Page excerpt:
---------------

In response to your question, what I am saying is if you work towards being more secure, it is possible to pursue both one’s self-work and maintain contact at the same time if you want to attract back your ex.
Study after study has shown that in times of conflict secure individuals prioritize the well-being of the relationship over self-interest. They have enough confidence in themselves to know that the relationship’s interests at the same time. This is the option I offer. This what makes my advice different from the ‘no contact’ advice.
The approach you have chosen is to withdraw from contact to focus on your self-work, there is nothing wrong with that as long as you are aware that:
1) No contact is not going to suddenly turn you from a needy person to someone who’s not.
2) Your ex is not going to wait around waiting for you to “improve yourself”.
Your ex’s life goes on after a break-up. And even when you cut off all contact, they still go on with their lives. They may miss you and try to reach out to you, but if there is no response because you are doing ‘no contact’, they may assume you no longer want them in your life, or that you have moved on.

---------------

Task requirements:
- 1) Return the breakup-advice passage word for word, everything from "The approach you" down to "have moved on.".
- 2) Continue the breakup-advice passage about no contact, starting after its final sentence.

Provided records:
---------------

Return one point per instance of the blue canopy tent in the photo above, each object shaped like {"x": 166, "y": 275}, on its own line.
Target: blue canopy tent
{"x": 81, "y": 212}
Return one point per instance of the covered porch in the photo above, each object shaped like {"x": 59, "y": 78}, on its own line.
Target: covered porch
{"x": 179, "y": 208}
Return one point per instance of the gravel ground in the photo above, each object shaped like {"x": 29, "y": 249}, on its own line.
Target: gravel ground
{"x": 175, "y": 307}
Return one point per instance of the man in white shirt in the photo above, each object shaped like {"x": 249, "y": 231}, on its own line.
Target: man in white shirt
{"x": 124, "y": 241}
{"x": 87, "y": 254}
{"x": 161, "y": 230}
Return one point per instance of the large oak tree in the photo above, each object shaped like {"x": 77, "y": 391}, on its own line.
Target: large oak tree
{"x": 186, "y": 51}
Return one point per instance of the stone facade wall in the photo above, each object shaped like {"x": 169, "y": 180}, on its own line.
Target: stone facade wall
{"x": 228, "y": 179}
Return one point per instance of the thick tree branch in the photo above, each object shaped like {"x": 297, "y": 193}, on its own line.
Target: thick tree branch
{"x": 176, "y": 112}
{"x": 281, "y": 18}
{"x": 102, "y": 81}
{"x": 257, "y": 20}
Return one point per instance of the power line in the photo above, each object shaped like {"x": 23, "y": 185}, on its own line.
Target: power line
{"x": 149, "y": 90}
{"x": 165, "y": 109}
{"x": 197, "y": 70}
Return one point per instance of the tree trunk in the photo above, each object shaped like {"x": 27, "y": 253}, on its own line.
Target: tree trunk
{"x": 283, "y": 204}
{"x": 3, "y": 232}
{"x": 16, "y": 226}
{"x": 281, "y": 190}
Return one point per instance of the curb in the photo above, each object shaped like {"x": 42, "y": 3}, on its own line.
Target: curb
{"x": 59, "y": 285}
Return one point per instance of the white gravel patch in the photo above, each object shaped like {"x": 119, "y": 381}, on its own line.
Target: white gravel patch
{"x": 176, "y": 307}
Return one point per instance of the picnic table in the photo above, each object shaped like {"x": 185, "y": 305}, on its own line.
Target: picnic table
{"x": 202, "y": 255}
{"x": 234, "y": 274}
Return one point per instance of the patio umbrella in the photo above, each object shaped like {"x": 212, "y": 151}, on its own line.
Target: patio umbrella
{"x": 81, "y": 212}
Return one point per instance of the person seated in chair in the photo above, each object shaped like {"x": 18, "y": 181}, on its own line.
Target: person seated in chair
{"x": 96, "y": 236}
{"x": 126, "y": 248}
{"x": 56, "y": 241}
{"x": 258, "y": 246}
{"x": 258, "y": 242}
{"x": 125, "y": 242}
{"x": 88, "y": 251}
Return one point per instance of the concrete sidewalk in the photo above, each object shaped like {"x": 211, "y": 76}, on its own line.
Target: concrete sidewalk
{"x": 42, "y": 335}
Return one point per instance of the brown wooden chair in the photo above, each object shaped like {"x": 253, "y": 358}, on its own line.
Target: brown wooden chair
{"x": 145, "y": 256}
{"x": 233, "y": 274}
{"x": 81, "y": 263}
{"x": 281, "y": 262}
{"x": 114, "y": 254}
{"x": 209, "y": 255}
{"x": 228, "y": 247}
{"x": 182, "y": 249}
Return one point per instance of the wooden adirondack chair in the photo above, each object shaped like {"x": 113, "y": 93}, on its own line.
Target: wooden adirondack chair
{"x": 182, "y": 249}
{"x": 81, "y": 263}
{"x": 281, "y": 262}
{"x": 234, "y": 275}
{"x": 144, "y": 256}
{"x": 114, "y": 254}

---------------

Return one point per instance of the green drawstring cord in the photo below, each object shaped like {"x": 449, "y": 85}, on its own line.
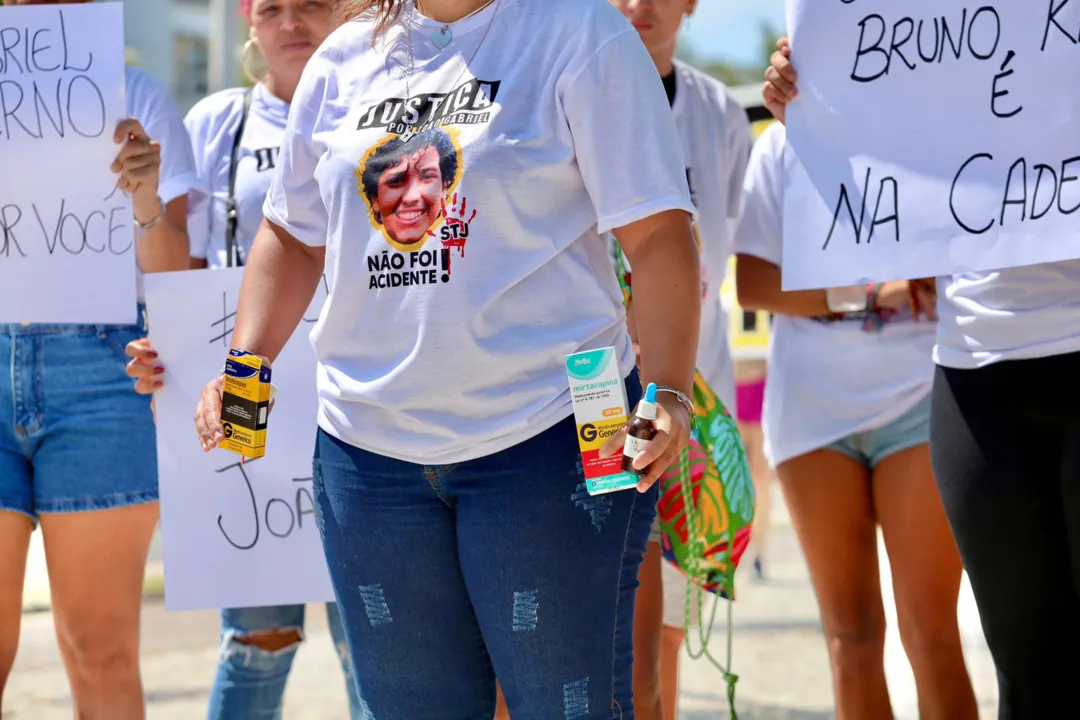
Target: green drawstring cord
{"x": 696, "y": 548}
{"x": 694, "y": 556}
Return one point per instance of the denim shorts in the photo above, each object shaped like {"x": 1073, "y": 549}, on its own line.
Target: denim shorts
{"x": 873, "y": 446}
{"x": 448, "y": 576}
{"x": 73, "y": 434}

---------------

Final answers:
- 1)
The approach you have chosen is to withdraw from contact to focus on your self-work, there is nothing wrong with that as long as you are aware that:
1) No contact is not going to suddenly turn you from a needy person to someone who’s not.
2) Your ex is not going to wait around waiting for you to “improve yourself”.
Your ex’s life goes on after a break-up. And even when you cut off all contact, they still go on with their lives. They may miss you and try to reach out to you, but if there is no response because you are doing ‘no contact’, they may assume you no longer want them in your life, or that you have moved on.

- 2)
Even if your ex knows that you are doing ‘no contact’ and will reach out at some point, there is no guarantee that when you do, they’ll want you back in their life. You may even find that someone else has filled the space in your ex’s life that you voluntarily vacated.
I have seen many situations, and you can find some of them in the comments, where after ‘no contact’ someone manages to re-establish contact with their ex, but things are just not the same. Both of them have changed so much in the course of ‘no contact’ that they feel like strangers.